■ **Objetivo 1**:
Responde estas preguntas sobre el texto acerca de vivir el presente:
(a) ¿Qué se han colocado mentalmente algunas personas para recordar cada hora su propósito?
(b) ¿Cuál es, según el texto, nuestra primera y principal fuente de conflictos?
(c) Según los expertos en comunicación, ¿qué atraviesa el mensaje cuando lo emite el emisor?

■ **Documento fuente**:
El pasado, evidentemente, debe servirnos como referencia y el futuro como proyección, como acicate, pero es en el presente cuando podemos coger el timón y orientar nuestra nave hacia el rumbo que queremos tomar en la vida.
Hay ejercicios de toma de consciencia que nos facilitan esa tarea. Algunas personas, por ejemplo, se han colocado mentalmente un “avisador” para que cada hora recuerden su propósito -“vivir el presente”- y eso les permita hacerlo al menos durante unos minutos.
Se trata de tomar consciencia de lo que estamos haciendo en cada momento para responder a la pregunta: “¿Qué estoy haciendo ahora?” Escribiendo un artículo, pelando las patatas para hacer una tortilla, caminando por el parque... o estoy enfadándome con mi hijo. Y durante los minutos siguientes concentrar nuestra atención en esa acción sin otro objetivo que el de abrir nuestros sentidos y nuestro entendimiento a lo que nos llega a través de esa acción, su significado, nuestra actitud, nuestro estar, en definitiva.
Tomar consciencia de lo que hacemos observándolo y observándonos.

UN PASO MÁS ADELANTE

¿Por qué nos resultan tan complicadas las interrelaciones personales? Casi podríamos afirmar que la relación con los que nos rodean es nuestra primera y principal fuente de conflictos; y aunque haya “escuelas” donde podamos aprender cómo relacionarnos, “cursillos” acelerados para hacer prácticas, o “talleres” de entrenamiento lo cierto es que a la hora de la verdad sirven de muy poco; sencillamente, porque como las personas somos entidades en transformación constante no vale de nada aplicar técnicas o modelos de comportamiento ya que cada instante de relación con el mundo que nos rodea es nuevo, único y diferente.
Sin embargo, ¿ocurre siempre así cuando nos relacionamos con los demás?, ¿es nuestra actitud abierta?, ¿somos capaces de dejar los prejuicios?, ¿y las expectativas?, ¿y las ideas preconcebidas que tenemos sobre los otros?
La realidad es que cuando tenemos frente a nosotros a alguien de nuestro entorno llevamos detrás un pesado fardo aunque no lo veamos, un fardo en el que se encuentra metida la idea que tenemos sobre esa persona, la valoración que hemos hecho de nuestra relación, la opinión que nos merece tras el juicio al que la hemos sometido... Y esas cosas, tanto si representan un balance positivo como negativo, son dificultades añadidas a la interrelación.
Dicen los expertos en comunicación que cuando el emisor emite un mensaje atraviesa una serie de filtros que tiene el receptor y que a veces lo que llega no tiene nada que ver con lo que salió en el origen.

■ **Objetivo 2**:
Reescala los registros: vuelve a escribir todas sus líneas sin omitir ninguna y multiplica por 1,05 cada coordenada de las respuestas, redondeando al entero más próximo (las mitades, hacia arriba).

■ **Registros proporcionados**:
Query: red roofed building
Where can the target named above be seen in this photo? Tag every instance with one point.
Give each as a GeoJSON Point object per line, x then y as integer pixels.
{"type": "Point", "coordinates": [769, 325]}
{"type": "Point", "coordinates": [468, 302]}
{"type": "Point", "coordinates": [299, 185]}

■ **Resultado 1**:
(a) Un “avisador”.
(b) La relación con los que nos rodean.
(c) Una serie de filtros que tiene el receptor.

■ **Resultado 2**:
Query: red roofed building
Where can the target named above be seen in this photo? Tag every instance with one point.
Give each as a GeoJSON Point object per line, x then y as integer pixels.
{"type": "Point", "coordinates": [807, 341]}
{"type": "Point", "coordinates": [491, 317]}
{"type": "Point", "coordinates": [314, 194]}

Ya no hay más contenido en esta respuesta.